=== TEXT BLOCK ===
I almost wish I didn’t know how quickly they forgot, how quickly they worshiped a god of their own making. I do know, I know from experience.

We who are washed in the blood of the New Covenant would do well to remember these sounds and their fearful response. The Word made flesh is not a lesser manifestation of the Glory but a greater, and a nonchalant or ambivalent response is inappropriate. This creates a deep hunger in me for a more extensive and thoughtful palette of sounds in our Christian worship gatherings, and for shepherds who are about teaching us to listen, not just enabling talented parishioners to use their gifts!

I’ve been teaching my Art of Listening class the powerful music of the Romantic tradition, music that terrifies, that overwhelms with authoritative majesty, and then, oh blessed reprieve, the delicate music of France, tender enough to attend the miracle of birth, to strengthen the faint, and emit peace: we need it all! All of it reveals the full spectrum of God’s voice, and were it not for His image in us, we would not be able to create any of it. If it were not for my being a musician, I’m trying to think how I would know any of these sounds. They so rarely make it into church; some churches have never heard them. The very real risk of making music into “a god of our own making” is ever present, but to be without a full spectrum in our aural imaginations when it comes to hearing the voice of God, runs the terrible risk of producing desensitized Christians, ostensibly deaf: no more able to hear the still small voice than the thunder and lightening that breaks mighty cedars into matchsticks. I wish I could teach my Art of Listening class as a Sunday School class. There would be so much richness there.

Thursday, February 2, 2012

Give Ear

Grumbling was the Israelites habitual vocabulary, and it is too often mine, not thanksgiving. Grumbling bubbled out of their hearts against their leader, but repeatedly Moses warned them that they were grumbling against God, for the things they were grumbling about Moses had no power to change and he was suffering all the same deprivations of basic needs as they were.
=== DATA ===
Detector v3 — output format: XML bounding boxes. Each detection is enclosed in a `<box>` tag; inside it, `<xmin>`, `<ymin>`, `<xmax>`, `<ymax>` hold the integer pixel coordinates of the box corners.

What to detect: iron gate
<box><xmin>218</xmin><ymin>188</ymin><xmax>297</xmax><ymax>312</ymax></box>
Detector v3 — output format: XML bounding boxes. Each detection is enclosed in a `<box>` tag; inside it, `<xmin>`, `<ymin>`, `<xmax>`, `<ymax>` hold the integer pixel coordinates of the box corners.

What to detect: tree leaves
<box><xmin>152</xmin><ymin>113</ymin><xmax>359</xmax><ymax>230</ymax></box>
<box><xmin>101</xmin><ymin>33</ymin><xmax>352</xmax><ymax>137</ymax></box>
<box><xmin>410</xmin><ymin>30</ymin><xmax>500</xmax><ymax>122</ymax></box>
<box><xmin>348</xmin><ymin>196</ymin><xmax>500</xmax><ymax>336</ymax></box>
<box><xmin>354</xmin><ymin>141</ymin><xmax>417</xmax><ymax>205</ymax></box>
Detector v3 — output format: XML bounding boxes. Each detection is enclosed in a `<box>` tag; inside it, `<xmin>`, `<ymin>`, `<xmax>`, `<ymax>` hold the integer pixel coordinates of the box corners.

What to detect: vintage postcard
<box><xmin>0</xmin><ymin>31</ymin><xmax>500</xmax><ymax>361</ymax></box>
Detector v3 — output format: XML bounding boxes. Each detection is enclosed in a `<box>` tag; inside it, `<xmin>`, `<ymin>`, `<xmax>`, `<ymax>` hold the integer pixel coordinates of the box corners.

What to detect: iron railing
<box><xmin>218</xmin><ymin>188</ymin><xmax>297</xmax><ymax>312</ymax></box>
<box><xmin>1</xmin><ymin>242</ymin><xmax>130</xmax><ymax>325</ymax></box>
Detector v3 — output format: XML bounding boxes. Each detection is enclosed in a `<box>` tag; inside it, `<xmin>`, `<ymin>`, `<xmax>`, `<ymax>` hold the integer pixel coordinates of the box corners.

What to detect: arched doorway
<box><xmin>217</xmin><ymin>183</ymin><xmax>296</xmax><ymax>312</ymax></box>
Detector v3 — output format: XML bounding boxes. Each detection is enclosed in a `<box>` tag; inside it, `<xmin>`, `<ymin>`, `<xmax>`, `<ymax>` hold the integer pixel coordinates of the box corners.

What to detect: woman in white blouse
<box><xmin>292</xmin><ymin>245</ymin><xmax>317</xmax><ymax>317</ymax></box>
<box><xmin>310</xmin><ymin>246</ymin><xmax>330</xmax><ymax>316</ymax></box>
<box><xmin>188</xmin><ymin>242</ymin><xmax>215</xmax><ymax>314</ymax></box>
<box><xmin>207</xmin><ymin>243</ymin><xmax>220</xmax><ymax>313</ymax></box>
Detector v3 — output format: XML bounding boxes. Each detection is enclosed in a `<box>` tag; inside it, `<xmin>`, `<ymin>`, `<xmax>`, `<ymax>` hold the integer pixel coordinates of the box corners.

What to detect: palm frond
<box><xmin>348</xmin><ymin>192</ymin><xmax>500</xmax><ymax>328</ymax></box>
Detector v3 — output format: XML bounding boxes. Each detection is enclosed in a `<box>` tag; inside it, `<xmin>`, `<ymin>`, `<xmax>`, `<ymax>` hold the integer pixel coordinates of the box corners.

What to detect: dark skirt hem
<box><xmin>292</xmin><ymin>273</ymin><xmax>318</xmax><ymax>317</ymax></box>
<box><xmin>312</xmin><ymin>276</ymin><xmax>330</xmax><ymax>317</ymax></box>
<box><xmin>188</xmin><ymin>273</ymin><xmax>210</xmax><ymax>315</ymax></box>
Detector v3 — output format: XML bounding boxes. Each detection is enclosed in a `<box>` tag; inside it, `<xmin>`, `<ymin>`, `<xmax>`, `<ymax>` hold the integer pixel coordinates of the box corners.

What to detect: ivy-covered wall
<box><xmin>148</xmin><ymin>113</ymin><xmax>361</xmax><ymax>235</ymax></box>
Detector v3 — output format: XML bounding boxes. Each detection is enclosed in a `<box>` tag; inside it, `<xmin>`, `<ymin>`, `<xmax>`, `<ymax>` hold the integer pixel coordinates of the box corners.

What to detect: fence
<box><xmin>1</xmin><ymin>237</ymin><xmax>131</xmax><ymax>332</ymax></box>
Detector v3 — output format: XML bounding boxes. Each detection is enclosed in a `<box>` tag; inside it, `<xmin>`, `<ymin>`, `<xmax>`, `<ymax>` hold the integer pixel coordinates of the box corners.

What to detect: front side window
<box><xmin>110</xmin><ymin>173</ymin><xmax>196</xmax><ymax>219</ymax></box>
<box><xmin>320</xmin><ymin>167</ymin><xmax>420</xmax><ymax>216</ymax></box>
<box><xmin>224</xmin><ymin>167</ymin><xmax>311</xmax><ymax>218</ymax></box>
===
PROMPT 1
In the blog text on listening in worship, what does the writer wish the Art of Listening class could be taught as?
PROMPT 2
Resume the blog text on listening in worship, starting right after its last sentence about Moses and the grumbling Israelites.

EXERCISE OUTPUT 1
A Sunday School class.

EXERCISE OUTPUT 2
God answered Moses’ cry for help at Marah by giving him a log to put in the impotable water and it became sweet. At that point, the moment of provision, it says The LORD tested them, saying “If you will diligently listen to the voice of your LORD your God, and do that which is right in his eyes, and give ear to his commandments and keep all his statutes, I will put none of the diseases on you that I put on the Egyptians, for I am the LORD, your healer.” And then it says they came to Elim, where there was an abundance of water and palm trees for shade. God’s instruction was sealed by a luxurious provision, a healing balm from their wilderness hardships and an impetus for their faith, a sign that he would always provide. The Garden of Eden all over again: they were provided for and God gave them a rule to see if they would they would love Him as their God or focus on their creature comforts. The LORD tested their hearts again a little later using food, by providing food for them with instructions for exactly how they should gather it, to see “whether they will walk in my law or not.” Even without knowing the details, you know they flunked. The people quarreled with Moses again at Rephidim, over water—again—and Moses said to them, “Why do you quarrel with me? Why do you test the LORD?”

So the LORD tests us to see if we will give ear to his commandments and trust him, whether regardless of circumstances, we will look to him with expectant thanksgiving. Humans test the LORD by challenging his authority, his Godness, and doubting his love.

The LORD’s testing me is good and right, and apart from his provision of a Saviour, I fail.

My testing the LORD is sin.

“Give us this day our daily bread and forgive us our sins…” among others, sins of withholding my ears instead of giving them over to his commandments and his healing; sins of lifting up a voice of grumbling and quarreling instead of thanksgiving. The moment of provision is at once the moment of healing and the moment of testing. I have occasion to “give ear” if you will, at least three times a day! And so many more.